• [Problem requirements]:
The expected output is each line below containing "marker", copied in full.

--- Source data Enclosed Below ---

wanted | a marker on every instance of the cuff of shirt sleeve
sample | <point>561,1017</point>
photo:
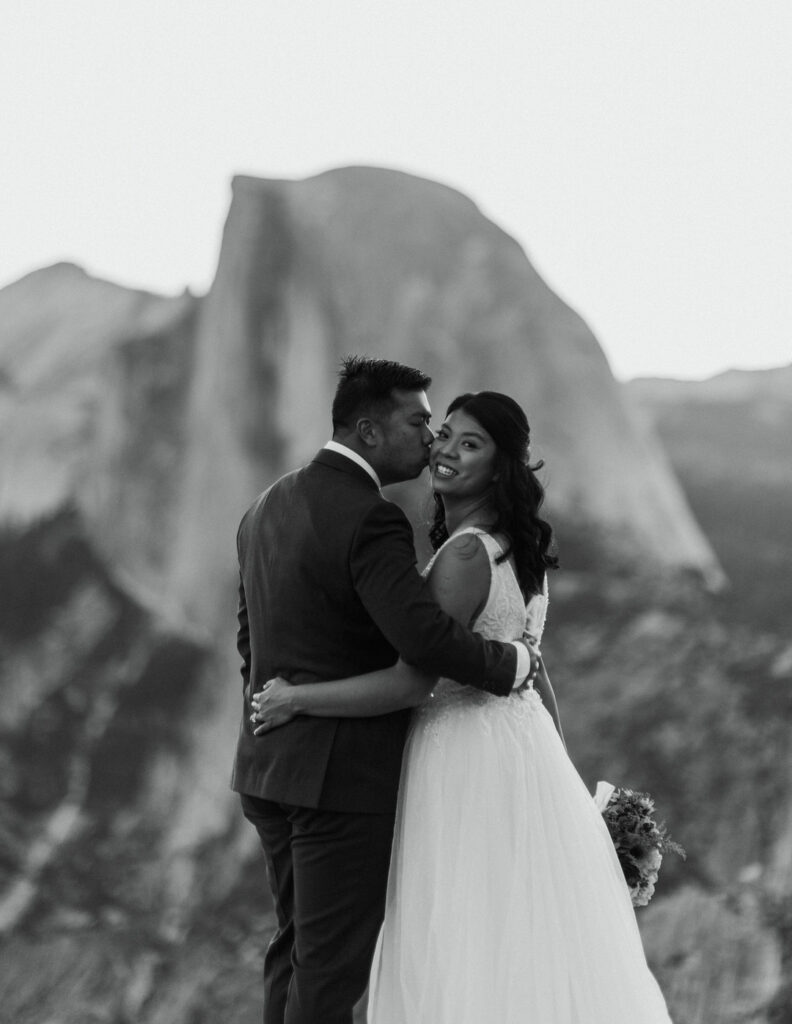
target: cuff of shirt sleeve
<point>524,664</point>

--- End of Enclosed Source data ---
--- Source data Enclosed Below ---

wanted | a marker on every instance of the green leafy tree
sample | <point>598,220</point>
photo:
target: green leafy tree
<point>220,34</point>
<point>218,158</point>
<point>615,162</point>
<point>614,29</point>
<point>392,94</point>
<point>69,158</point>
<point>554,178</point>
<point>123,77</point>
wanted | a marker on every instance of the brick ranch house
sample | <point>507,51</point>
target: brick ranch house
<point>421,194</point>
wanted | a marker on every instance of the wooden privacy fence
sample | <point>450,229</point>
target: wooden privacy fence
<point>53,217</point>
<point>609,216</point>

--- End of Enclosed Source data ---

• [The completed task]:
wanted | a marker on every instance of the cuff of shirt sleeve
wanted | a marker on every instance of the green leafy tree
wanted | a marker on every instance of the brick ranch house
wanted | a marker on every instance of the wooden privacy fence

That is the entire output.